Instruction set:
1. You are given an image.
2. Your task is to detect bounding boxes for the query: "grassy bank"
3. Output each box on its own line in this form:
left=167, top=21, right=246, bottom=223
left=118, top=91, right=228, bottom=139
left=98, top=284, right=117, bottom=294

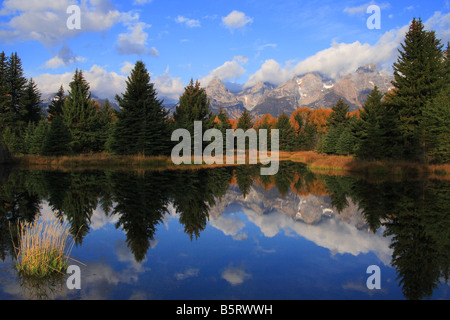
left=10, top=151, right=450, bottom=179
left=289, top=151, right=450, bottom=178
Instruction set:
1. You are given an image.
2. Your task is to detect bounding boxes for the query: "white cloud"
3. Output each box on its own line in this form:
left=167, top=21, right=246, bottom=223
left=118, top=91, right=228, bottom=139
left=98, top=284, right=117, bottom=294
left=154, top=72, right=184, bottom=100
left=0, top=0, right=131, bottom=46
left=120, top=61, right=134, bottom=75
left=116, top=22, right=157, bottom=55
left=222, top=10, right=253, bottom=30
left=175, top=16, right=200, bottom=28
left=133, top=0, right=153, bottom=4
left=33, top=62, right=184, bottom=100
left=424, top=11, right=450, bottom=43
left=244, top=59, right=294, bottom=88
left=222, top=266, right=251, bottom=286
left=175, top=268, right=200, bottom=280
left=148, top=47, right=159, bottom=57
left=244, top=20, right=414, bottom=87
left=44, top=45, right=86, bottom=69
left=33, top=65, right=127, bottom=100
left=344, top=1, right=390, bottom=16
left=200, top=56, right=248, bottom=86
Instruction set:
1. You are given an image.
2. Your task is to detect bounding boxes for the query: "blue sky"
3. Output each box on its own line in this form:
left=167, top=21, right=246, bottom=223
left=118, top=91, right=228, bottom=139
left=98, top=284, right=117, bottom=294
left=0, top=0, right=450, bottom=99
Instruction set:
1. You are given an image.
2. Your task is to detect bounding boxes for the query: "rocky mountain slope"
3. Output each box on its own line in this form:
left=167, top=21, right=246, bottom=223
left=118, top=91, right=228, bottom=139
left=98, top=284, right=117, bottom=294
left=205, top=63, right=392, bottom=119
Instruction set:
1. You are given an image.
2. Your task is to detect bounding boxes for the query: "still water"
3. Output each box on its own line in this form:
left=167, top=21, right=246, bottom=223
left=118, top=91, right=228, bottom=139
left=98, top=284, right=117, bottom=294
left=0, top=162, right=450, bottom=300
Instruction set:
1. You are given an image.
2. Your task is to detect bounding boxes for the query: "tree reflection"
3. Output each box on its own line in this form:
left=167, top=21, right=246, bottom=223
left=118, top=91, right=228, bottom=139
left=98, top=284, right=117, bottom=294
left=327, top=177, right=450, bottom=300
left=0, top=162, right=450, bottom=299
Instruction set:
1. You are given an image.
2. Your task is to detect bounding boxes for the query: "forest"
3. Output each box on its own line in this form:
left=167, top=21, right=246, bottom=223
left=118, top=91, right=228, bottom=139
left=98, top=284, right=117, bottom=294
left=0, top=19, right=450, bottom=164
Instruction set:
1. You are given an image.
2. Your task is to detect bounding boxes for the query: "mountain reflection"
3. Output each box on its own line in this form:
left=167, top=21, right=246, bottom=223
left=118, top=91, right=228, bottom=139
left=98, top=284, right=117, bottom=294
left=0, top=162, right=450, bottom=299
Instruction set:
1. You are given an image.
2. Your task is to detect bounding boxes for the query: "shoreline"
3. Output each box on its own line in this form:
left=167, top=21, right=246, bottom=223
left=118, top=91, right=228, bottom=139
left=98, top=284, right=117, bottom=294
left=7, top=151, right=450, bottom=179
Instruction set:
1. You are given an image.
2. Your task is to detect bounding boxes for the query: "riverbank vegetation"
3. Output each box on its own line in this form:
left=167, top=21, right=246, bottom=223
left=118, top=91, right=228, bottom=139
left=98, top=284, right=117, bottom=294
left=0, top=19, right=450, bottom=174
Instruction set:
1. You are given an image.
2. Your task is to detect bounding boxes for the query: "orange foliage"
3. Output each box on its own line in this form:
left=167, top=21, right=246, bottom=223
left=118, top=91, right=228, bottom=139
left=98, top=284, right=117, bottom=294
left=229, top=119, right=237, bottom=129
left=290, top=107, right=333, bottom=133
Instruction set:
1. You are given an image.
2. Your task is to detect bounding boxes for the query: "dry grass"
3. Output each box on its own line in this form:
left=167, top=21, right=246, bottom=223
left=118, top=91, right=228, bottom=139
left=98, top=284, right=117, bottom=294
left=16, top=153, right=171, bottom=168
left=289, top=151, right=450, bottom=179
left=11, top=215, right=71, bottom=279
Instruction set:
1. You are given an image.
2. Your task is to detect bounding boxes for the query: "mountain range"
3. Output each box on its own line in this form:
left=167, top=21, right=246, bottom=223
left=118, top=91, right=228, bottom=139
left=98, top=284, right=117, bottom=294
left=42, top=63, right=393, bottom=119
left=205, top=63, right=393, bottom=119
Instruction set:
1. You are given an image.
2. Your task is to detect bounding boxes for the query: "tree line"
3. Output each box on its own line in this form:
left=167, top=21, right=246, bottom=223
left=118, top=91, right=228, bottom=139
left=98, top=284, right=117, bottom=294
left=0, top=19, right=450, bottom=163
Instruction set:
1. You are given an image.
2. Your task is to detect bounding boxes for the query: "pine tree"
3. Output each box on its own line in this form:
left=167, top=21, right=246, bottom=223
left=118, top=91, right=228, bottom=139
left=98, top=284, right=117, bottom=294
left=237, top=109, right=255, bottom=131
left=173, top=79, right=214, bottom=132
left=336, top=127, right=355, bottom=155
left=275, top=112, right=295, bottom=151
left=328, top=98, right=350, bottom=127
left=320, top=125, right=344, bottom=154
left=0, top=51, right=10, bottom=133
left=6, top=52, right=27, bottom=120
left=24, top=119, right=49, bottom=154
left=321, top=99, right=350, bottom=153
left=47, top=85, right=66, bottom=121
left=388, top=18, right=445, bottom=160
left=20, top=78, right=42, bottom=123
left=111, top=61, right=170, bottom=156
left=217, top=107, right=231, bottom=131
left=352, top=86, right=386, bottom=160
left=41, top=115, right=72, bottom=156
left=423, top=84, right=450, bottom=163
left=63, top=69, right=102, bottom=153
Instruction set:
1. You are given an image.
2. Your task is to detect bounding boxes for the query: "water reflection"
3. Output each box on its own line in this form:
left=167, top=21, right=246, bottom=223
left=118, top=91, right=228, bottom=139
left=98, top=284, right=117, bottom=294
left=0, top=162, right=450, bottom=299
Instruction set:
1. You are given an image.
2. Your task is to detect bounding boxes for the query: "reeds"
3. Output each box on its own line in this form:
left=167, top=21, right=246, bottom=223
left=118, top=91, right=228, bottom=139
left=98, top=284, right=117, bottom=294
left=14, top=215, right=72, bottom=278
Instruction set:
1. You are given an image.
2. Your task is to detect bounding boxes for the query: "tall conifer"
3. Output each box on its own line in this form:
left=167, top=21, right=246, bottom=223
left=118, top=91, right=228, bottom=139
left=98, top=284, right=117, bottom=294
left=388, top=18, right=444, bottom=160
left=110, top=61, right=171, bottom=155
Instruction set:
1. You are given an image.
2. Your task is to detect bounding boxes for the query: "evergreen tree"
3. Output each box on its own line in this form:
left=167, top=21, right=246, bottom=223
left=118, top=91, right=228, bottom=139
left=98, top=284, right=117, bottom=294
left=352, top=86, right=392, bottom=160
left=237, top=109, right=255, bottom=131
left=336, top=127, right=355, bottom=155
left=20, top=78, right=42, bottom=123
left=47, top=85, right=66, bottom=121
left=6, top=52, right=27, bottom=120
left=41, top=115, right=72, bottom=156
left=319, top=125, right=344, bottom=153
left=388, top=18, right=445, bottom=160
left=111, top=61, right=170, bottom=155
left=173, top=79, right=214, bottom=131
left=423, top=84, right=450, bottom=163
left=275, top=112, right=295, bottom=151
left=23, top=119, right=49, bottom=154
left=0, top=51, right=10, bottom=133
left=328, top=98, right=350, bottom=127
left=320, top=99, right=350, bottom=153
left=63, top=69, right=98, bottom=153
left=216, top=107, right=231, bottom=131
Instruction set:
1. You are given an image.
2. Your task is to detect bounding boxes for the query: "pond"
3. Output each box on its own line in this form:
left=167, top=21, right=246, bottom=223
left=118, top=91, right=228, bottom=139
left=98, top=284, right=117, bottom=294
left=0, top=162, right=450, bottom=300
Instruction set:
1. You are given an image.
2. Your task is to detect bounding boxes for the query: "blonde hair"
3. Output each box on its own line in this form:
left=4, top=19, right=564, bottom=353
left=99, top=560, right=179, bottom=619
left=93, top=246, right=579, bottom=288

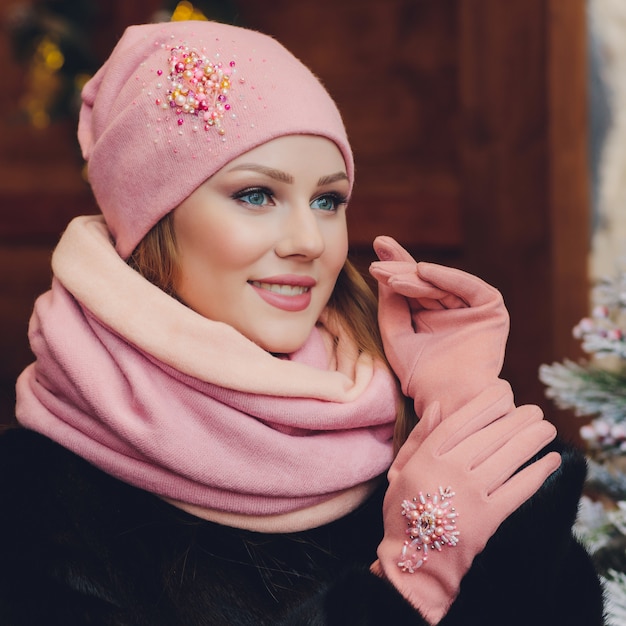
left=127, top=213, right=417, bottom=452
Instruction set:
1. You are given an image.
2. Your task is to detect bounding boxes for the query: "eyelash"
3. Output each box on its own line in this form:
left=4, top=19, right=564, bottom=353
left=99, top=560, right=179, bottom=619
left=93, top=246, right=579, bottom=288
left=231, top=187, right=348, bottom=213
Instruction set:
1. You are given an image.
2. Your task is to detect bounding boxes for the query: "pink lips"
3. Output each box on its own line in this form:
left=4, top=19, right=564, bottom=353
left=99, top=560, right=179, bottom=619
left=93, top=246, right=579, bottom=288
left=248, top=275, right=316, bottom=312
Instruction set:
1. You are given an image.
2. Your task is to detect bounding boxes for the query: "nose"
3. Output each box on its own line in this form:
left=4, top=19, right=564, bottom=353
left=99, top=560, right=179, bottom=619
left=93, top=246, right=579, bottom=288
left=275, top=203, right=326, bottom=260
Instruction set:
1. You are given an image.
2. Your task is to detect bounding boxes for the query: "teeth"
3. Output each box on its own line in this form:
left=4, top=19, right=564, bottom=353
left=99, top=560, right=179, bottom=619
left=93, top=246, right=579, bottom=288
left=251, top=280, right=309, bottom=296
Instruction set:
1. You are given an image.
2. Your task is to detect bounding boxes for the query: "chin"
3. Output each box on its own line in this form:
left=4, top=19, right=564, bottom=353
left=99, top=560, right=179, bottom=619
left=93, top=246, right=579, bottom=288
left=255, top=329, right=313, bottom=354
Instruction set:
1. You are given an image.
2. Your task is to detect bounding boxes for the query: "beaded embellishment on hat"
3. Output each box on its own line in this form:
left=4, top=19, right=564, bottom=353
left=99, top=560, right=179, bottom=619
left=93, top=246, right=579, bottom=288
left=398, top=487, right=460, bottom=574
left=156, top=45, right=235, bottom=135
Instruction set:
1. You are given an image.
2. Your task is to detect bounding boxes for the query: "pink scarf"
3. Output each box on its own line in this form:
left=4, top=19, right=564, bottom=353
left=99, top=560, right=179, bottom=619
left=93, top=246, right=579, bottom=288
left=17, top=217, right=397, bottom=532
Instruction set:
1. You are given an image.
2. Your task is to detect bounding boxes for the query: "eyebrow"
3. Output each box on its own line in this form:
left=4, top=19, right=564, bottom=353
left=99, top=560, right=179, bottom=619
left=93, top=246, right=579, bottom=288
left=317, top=172, right=348, bottom=187
left=228, top=163, right=348, bottom=187
left=228, top=163, right=293, bottom=184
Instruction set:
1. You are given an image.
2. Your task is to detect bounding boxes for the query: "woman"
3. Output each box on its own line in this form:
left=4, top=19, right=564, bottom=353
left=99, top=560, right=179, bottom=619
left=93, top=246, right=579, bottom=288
left=0, top=22, right=602, bottom=626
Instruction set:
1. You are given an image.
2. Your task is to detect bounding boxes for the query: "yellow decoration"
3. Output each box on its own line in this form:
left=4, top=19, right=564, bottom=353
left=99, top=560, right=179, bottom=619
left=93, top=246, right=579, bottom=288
left=170, top=0, right=207, bottom=22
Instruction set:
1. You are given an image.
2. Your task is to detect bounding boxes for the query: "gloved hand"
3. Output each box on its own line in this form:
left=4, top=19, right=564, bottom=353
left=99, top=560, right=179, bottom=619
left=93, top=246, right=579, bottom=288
left=372, top=384, right=560, bottom=624
left=370, top=236, right=509, bottom=418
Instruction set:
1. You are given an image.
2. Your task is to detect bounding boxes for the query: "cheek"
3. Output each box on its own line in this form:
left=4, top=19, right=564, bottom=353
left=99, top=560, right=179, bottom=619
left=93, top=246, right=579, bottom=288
left=178, top=212, right=261, bottom=273
left=325, top=226, right=348, bottom=278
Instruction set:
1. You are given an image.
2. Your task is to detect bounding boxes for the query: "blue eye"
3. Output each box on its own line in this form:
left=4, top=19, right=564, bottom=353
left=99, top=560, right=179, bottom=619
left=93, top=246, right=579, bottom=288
left=233, top=189, right=271, bottom=206
left=311, top=193, right=347, bottom=211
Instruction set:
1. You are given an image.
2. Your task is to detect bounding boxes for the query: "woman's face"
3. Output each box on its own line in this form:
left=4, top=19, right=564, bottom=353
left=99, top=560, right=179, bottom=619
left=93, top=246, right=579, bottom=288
left=173, top=135, right=349, bottom=353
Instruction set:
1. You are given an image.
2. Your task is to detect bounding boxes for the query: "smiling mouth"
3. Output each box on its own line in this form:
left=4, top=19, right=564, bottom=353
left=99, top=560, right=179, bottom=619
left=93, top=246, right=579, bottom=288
left=250, top=280, right=310, bottom=296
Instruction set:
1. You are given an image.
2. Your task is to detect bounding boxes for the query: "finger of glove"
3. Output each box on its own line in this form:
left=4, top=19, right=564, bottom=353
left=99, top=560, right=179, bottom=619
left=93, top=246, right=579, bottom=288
left=369, top=261, right=416, bottom=285
left=387, top=402, right=442, bottom=483
left=387, top=272, right=467, bottom=309
left=472, top=420, right=556, bottom=496
left=423, top=379, right=515, bottom=456
left=482, top=452, right=561, bottom=519
left=374, top=235, right=415, bottom=263
left=446, top=405, right=548, bottom=471
left=417, top=261, right=504, bottom=308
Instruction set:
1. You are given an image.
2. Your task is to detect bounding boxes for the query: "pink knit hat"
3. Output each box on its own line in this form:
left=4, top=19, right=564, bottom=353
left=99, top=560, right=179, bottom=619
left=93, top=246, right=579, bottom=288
left=78, top=22, right=354, bottom=258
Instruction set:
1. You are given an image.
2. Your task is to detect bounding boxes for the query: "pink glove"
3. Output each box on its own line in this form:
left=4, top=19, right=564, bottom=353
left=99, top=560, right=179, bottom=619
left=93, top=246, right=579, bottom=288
left=370, top=237, right=512, bottom=418
left=372, top=384, right=560, bottom=624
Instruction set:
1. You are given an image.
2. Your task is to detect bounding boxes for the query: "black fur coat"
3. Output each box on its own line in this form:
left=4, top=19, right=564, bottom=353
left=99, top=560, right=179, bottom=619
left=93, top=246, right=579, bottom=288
left=0, top=429, right=602, bottom=626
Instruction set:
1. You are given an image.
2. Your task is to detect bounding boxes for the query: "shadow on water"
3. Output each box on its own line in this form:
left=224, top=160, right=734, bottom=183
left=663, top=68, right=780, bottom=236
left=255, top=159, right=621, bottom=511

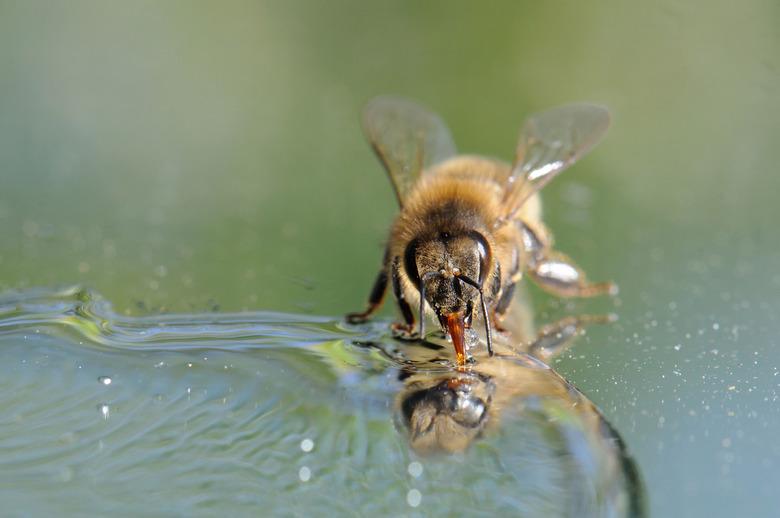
left=0, top=287, right=645, bottom=516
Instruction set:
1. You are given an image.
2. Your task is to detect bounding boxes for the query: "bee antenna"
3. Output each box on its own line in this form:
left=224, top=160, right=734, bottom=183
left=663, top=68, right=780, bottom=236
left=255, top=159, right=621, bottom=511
left=450, top=275, right=493, bottom=356
left=420, top=272, right=439, bottom=340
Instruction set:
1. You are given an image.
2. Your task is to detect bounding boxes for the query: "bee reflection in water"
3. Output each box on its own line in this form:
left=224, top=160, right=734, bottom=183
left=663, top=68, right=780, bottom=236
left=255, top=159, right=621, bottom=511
left=384, top=303, right=645, bottom=516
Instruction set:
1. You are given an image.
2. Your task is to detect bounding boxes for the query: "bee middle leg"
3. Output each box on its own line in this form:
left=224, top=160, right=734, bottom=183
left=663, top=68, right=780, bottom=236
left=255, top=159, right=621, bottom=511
left=528, top=251, right=618, bottom=297
left=522, top=223, right=618, bottom=297
left=527, top=315, right=617, bottom=360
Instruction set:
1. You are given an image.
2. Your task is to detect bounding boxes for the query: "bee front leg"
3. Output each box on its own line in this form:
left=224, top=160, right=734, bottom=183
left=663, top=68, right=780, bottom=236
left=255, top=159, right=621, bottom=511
left=346, top=266, right=387, bottom=324
left=493, top=281, right=516, bottom=333
left=392, top=257, right=423, bottom=340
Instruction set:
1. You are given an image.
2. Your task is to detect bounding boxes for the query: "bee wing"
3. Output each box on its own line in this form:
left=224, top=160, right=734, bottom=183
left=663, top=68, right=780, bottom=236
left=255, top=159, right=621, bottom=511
left=502, top=103, right=610, bottom=221
left=363, top=96, right=456, bottom=206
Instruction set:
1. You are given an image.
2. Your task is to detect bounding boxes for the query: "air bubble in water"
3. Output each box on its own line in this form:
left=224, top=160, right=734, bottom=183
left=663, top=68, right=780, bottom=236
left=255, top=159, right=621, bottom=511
left=406, top=489, right=422, bottom=507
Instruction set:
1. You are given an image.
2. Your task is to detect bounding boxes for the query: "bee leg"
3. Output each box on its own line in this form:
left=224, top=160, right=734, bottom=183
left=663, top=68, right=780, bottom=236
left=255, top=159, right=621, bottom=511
left=528, top=250, right=618, bottom=297
left=346, top=267, right=387, bottom=324
left=492, top=281, right=516, bottom=333
left=528, top=315, right=617, bottom=360
left=391, top=257, right=422, bottom=340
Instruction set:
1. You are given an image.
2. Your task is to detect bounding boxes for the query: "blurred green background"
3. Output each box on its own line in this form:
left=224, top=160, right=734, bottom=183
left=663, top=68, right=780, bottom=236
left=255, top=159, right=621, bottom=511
left=0, top=0, right=780, bottom=516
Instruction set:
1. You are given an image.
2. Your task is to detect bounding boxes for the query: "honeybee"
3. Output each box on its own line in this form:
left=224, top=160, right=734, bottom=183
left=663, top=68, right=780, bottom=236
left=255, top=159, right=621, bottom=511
left=347, top=97, right=617, bottom=366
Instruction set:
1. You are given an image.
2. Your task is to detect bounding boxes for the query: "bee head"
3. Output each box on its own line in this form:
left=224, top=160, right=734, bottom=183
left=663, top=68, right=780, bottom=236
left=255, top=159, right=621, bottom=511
left=404, top=231, right=492, bottom=365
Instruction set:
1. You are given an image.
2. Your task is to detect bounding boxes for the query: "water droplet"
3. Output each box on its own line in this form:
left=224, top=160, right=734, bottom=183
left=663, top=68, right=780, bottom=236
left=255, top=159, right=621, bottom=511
left=406, top=489, right=422, bottom=507
left=407, top=461, right=423, bottom=478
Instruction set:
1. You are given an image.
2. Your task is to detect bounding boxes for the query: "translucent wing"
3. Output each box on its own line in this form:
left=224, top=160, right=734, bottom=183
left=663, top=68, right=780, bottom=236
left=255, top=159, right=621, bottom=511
left=363, top=96, right=456, bottom=206
left=502, top=103, right=609, bottom=221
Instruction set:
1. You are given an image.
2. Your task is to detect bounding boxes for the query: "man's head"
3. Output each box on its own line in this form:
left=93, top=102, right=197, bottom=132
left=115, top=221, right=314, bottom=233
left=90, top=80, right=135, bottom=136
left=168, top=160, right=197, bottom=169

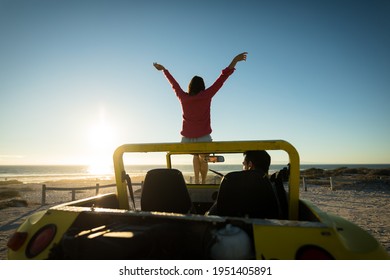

▶ [Exercise objective] Rename "grassy bank" to "grassy slope" and write out the data again, starting at its first line and stopping after the line containing "left=289, top=151, right=450, bottom=178", with every other word unchanged. Leave out the pictures.

▶ [Final result]
Instruction set:
1. You are given an image.
2. Your task is to detect bounding boxes for the query: "grassy slope"
3. Output each box on its own line in this form:
left=167, top=21, right=246, bottom=223
left=118, top=91, right=228, bottom=139
left=98, top=284, right=117, bottom=294

left=10, top=151, right=450, bottom=179
left=289, top=151, right=450, bottom=178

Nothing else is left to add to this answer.